* [Brief]: Please pick out each line in the items below that contains the word "lighthouse" and copy those lines out.
::: Record set
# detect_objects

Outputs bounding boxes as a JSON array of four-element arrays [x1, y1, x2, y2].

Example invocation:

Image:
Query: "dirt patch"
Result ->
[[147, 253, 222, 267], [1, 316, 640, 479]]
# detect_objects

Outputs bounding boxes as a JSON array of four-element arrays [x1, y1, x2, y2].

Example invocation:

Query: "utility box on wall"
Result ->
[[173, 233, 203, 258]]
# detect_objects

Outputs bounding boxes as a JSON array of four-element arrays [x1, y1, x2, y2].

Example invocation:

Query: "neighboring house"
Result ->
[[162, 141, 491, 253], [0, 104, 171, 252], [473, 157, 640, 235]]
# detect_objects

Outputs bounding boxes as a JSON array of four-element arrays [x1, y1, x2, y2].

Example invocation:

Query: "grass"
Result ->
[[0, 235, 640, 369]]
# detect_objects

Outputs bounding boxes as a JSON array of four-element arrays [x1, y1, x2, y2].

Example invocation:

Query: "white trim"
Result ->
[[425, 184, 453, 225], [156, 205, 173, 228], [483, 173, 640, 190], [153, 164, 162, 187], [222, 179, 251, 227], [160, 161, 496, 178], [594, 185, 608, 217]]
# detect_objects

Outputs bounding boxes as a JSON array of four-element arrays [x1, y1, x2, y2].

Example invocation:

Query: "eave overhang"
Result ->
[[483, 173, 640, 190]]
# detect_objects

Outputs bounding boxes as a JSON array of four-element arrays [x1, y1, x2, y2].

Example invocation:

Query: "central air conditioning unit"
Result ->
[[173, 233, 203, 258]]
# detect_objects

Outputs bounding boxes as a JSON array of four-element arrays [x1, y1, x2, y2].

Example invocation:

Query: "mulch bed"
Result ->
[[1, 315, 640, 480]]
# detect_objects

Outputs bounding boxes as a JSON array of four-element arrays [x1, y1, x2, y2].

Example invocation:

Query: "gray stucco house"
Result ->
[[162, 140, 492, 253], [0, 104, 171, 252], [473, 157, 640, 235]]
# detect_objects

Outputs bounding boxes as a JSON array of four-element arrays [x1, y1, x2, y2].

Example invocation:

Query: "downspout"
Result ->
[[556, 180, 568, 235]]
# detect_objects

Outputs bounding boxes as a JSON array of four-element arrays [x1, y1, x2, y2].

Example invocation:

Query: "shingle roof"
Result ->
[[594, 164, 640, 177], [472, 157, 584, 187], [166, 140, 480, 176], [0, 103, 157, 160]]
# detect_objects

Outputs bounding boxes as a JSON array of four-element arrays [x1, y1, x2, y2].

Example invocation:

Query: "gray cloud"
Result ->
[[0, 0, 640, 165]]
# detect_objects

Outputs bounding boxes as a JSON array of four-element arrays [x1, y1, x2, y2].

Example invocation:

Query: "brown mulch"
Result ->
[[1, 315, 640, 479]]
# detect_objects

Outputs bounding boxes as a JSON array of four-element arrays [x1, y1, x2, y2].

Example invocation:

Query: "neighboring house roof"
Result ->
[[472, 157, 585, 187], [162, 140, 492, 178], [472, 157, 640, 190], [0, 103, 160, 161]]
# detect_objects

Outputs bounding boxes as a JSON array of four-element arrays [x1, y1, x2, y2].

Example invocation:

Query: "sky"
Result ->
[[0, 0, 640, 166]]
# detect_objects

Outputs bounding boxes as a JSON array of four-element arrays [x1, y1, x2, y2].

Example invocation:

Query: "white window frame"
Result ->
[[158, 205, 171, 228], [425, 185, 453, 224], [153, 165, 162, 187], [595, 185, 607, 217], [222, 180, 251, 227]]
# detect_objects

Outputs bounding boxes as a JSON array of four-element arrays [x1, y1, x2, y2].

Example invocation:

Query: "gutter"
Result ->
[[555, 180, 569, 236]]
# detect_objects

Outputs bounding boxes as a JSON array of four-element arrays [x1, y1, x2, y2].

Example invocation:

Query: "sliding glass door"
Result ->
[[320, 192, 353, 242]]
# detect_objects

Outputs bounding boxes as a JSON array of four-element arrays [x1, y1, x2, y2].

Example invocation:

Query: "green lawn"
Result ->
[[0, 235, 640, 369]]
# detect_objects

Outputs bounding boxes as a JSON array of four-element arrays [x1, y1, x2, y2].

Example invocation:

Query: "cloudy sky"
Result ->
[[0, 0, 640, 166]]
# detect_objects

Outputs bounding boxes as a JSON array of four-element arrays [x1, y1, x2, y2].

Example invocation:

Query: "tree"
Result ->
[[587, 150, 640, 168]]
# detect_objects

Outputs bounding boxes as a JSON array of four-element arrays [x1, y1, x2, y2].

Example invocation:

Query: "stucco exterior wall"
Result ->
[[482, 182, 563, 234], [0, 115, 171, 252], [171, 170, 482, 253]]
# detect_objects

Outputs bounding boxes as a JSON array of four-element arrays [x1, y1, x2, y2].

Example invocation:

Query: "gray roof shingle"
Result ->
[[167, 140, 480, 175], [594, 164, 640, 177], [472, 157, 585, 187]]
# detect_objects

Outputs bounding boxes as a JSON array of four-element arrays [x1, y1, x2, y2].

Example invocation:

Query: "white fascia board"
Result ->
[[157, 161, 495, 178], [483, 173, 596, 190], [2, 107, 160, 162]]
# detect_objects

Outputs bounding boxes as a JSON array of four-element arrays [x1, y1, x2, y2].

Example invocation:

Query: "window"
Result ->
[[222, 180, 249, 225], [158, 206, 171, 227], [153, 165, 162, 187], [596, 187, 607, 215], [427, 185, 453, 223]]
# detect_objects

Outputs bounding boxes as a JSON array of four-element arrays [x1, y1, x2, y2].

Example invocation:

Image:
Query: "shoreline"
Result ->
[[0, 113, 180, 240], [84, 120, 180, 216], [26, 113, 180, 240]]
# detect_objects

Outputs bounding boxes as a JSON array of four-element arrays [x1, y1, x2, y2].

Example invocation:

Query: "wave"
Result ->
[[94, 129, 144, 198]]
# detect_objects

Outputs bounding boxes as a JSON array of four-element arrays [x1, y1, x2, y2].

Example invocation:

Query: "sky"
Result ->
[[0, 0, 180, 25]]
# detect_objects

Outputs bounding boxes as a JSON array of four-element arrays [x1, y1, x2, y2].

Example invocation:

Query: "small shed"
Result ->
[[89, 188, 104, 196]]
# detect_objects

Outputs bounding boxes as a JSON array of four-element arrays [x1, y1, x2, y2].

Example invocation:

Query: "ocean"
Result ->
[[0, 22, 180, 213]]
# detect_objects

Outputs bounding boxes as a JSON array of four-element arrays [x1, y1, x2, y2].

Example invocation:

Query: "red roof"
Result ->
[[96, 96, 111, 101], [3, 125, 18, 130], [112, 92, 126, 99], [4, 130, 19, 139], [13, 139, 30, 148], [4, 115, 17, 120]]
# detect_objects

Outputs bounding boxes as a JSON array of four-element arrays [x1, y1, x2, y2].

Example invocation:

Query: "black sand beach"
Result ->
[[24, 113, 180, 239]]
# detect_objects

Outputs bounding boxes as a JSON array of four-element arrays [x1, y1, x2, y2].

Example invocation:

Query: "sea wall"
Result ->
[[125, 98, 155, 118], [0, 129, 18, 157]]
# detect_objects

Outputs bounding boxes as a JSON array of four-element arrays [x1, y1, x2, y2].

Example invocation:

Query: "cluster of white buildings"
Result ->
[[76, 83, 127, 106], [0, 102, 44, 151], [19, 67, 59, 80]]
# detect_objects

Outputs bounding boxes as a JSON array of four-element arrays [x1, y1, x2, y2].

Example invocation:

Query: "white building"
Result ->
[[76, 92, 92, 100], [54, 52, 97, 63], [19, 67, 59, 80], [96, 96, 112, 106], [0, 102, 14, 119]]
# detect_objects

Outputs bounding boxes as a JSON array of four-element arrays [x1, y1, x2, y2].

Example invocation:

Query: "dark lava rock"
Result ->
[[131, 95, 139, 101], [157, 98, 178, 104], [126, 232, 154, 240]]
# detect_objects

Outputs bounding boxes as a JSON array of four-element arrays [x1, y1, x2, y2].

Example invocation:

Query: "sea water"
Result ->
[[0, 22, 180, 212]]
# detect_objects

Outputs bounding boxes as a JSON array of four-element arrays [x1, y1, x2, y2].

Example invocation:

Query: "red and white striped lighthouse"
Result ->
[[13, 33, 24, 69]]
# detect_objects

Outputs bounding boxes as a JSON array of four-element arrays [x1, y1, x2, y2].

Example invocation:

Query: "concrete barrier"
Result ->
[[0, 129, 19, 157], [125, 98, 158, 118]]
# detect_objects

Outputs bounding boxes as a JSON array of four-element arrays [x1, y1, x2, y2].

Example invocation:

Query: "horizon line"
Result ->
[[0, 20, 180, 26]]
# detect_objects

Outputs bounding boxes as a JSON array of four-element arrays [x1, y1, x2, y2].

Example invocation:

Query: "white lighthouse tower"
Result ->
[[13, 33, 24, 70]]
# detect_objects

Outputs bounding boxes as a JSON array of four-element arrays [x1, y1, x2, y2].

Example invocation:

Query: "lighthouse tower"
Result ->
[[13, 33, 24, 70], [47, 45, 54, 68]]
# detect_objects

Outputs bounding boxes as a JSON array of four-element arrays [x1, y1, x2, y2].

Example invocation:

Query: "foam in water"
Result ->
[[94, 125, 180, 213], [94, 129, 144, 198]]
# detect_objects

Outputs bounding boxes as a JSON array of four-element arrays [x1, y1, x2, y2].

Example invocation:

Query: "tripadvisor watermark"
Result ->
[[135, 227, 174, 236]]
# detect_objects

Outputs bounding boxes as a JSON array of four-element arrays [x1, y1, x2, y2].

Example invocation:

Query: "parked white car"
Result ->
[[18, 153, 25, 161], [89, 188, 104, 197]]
::::::
::: Record set
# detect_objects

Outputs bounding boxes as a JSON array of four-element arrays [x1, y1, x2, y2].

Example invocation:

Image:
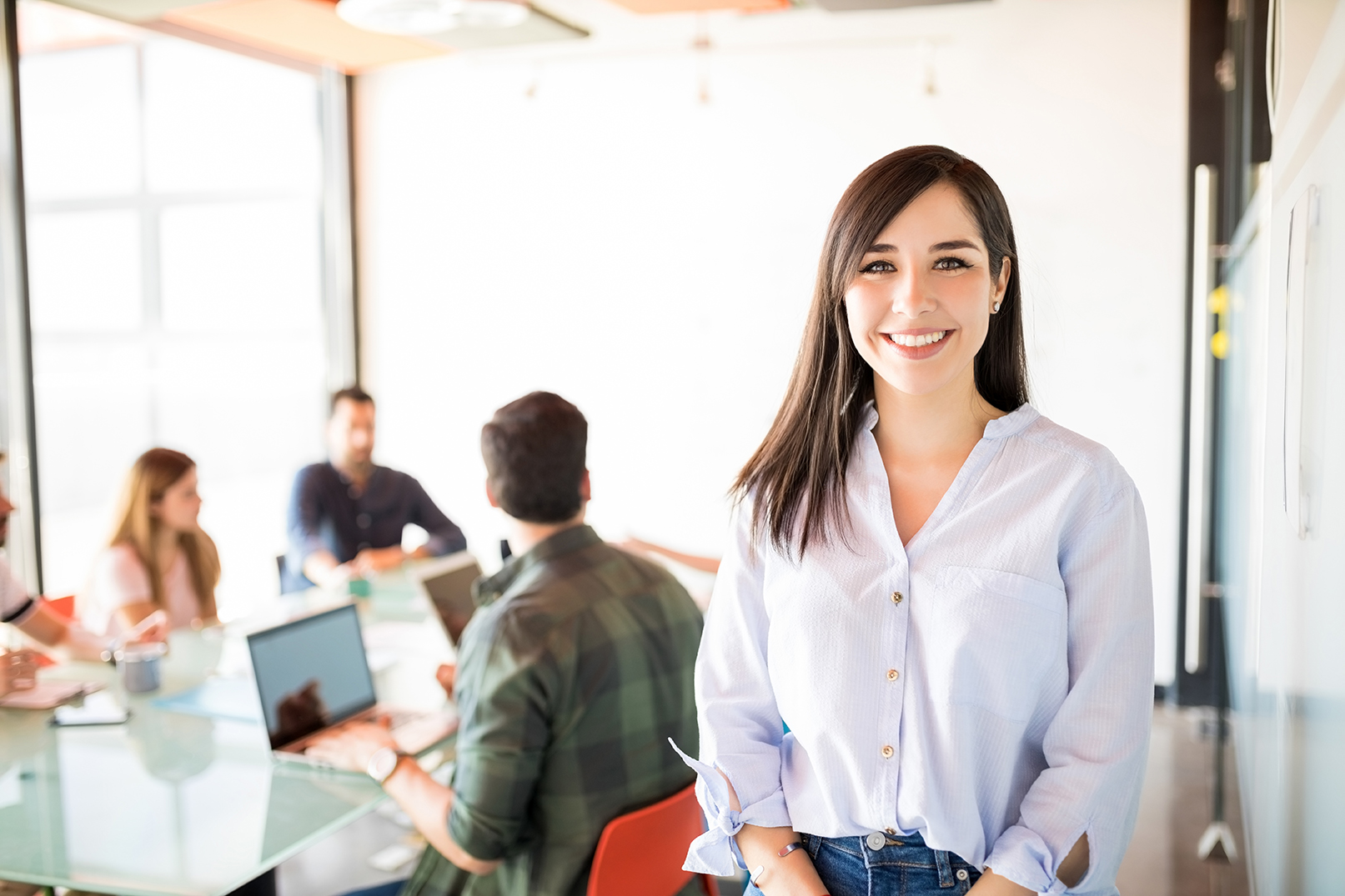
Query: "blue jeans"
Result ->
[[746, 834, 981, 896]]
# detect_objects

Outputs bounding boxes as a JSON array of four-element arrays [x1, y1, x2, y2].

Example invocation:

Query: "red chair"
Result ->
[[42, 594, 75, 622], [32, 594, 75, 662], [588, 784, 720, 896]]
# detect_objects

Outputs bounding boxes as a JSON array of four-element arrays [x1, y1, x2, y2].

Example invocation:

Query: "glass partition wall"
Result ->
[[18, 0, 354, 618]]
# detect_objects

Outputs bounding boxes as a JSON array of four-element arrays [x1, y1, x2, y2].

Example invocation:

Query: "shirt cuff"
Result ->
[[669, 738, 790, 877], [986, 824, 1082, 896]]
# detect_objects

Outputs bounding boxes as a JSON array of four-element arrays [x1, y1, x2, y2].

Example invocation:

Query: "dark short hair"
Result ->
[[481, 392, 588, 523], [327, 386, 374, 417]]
::::::
::: Record set
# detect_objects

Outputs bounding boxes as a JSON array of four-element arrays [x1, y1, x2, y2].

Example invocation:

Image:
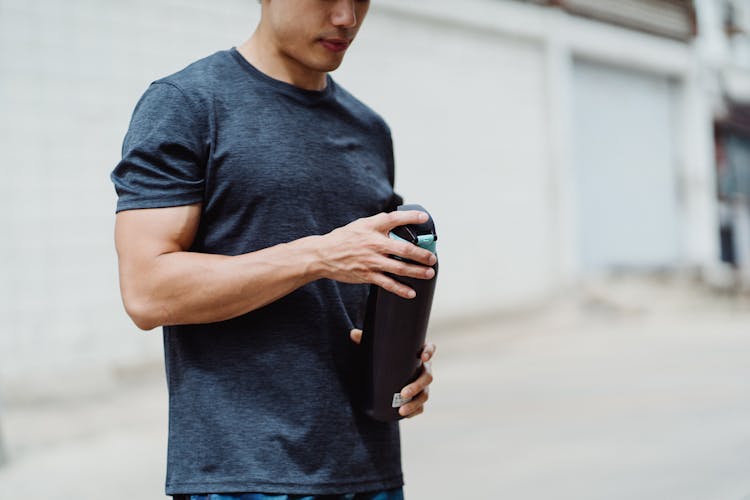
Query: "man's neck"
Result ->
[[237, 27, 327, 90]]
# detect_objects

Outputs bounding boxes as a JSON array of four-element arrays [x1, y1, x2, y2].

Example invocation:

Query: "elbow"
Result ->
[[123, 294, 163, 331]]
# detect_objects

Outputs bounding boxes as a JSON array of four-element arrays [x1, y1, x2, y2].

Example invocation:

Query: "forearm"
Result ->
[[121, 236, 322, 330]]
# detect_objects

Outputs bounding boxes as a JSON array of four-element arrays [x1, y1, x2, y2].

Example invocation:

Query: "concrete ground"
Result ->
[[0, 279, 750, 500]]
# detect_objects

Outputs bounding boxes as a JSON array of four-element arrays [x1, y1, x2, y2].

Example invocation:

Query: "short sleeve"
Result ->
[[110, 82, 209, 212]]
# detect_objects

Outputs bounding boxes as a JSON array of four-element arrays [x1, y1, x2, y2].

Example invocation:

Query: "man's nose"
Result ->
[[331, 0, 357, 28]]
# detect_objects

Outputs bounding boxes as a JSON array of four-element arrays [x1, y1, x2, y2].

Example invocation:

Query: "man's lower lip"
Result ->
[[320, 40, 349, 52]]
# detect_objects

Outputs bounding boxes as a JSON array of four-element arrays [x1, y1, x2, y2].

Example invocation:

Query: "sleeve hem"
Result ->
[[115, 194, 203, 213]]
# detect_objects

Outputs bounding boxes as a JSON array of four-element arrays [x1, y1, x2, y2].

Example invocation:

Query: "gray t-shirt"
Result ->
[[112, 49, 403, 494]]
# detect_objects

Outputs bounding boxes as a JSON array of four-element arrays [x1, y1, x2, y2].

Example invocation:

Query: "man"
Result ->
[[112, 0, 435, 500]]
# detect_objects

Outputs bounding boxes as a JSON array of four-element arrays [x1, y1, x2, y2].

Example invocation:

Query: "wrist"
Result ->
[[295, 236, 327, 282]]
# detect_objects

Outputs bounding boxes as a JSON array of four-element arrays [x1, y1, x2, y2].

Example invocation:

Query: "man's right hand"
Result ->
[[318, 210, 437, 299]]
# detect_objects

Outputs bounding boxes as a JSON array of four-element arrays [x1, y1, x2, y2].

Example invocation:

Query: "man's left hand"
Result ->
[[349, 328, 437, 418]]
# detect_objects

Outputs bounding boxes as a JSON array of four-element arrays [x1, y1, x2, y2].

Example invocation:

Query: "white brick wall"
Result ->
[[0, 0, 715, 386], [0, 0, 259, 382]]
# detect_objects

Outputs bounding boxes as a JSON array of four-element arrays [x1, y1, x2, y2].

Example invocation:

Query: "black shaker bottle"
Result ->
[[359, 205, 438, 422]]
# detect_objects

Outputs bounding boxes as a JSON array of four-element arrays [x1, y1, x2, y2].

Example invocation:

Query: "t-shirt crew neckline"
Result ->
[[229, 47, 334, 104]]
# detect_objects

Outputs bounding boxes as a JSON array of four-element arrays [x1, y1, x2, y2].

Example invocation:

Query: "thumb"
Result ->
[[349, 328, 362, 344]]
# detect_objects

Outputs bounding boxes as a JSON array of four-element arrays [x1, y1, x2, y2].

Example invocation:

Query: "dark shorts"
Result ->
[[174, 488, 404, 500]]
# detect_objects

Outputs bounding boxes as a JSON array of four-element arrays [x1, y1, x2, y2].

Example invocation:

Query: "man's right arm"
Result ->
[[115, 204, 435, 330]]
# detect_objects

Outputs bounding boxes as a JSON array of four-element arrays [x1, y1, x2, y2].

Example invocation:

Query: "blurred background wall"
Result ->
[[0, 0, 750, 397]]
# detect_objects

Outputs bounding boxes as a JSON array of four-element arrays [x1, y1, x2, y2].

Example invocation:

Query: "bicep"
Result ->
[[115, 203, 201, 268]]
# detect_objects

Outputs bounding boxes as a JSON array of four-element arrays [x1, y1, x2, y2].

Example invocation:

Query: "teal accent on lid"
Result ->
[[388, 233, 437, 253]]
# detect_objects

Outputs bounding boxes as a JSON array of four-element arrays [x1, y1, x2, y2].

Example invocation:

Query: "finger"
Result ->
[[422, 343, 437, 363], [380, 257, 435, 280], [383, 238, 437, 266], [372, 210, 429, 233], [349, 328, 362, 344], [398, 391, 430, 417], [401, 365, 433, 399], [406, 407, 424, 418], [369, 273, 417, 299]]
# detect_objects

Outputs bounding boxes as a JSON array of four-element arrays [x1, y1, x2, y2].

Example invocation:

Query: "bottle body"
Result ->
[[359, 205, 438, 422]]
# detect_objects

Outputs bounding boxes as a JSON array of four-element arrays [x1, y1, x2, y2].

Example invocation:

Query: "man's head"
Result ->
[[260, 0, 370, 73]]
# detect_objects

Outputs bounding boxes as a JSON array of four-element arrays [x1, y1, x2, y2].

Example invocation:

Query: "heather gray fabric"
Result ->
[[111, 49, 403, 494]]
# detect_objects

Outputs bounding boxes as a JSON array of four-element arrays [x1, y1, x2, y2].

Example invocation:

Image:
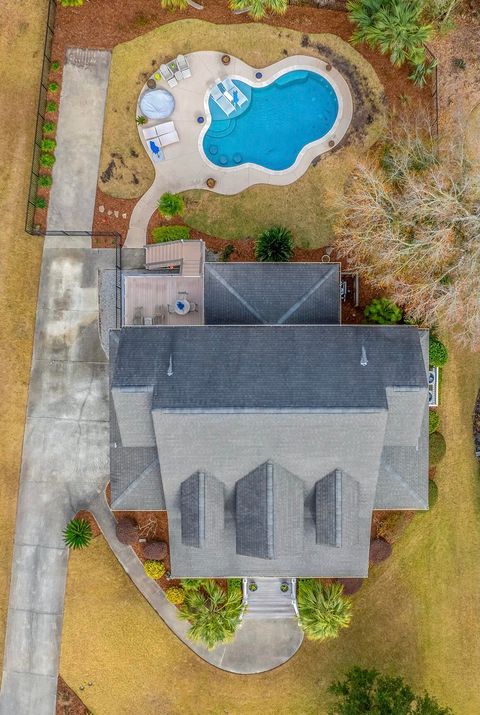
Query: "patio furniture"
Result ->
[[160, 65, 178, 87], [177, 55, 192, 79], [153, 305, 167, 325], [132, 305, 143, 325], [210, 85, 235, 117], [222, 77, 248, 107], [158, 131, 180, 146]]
::::::
* [Expected answer]:
Query: "red and white striped lighthouse"
Query: "white lighthouse tower"
Query: "lighthouse tower"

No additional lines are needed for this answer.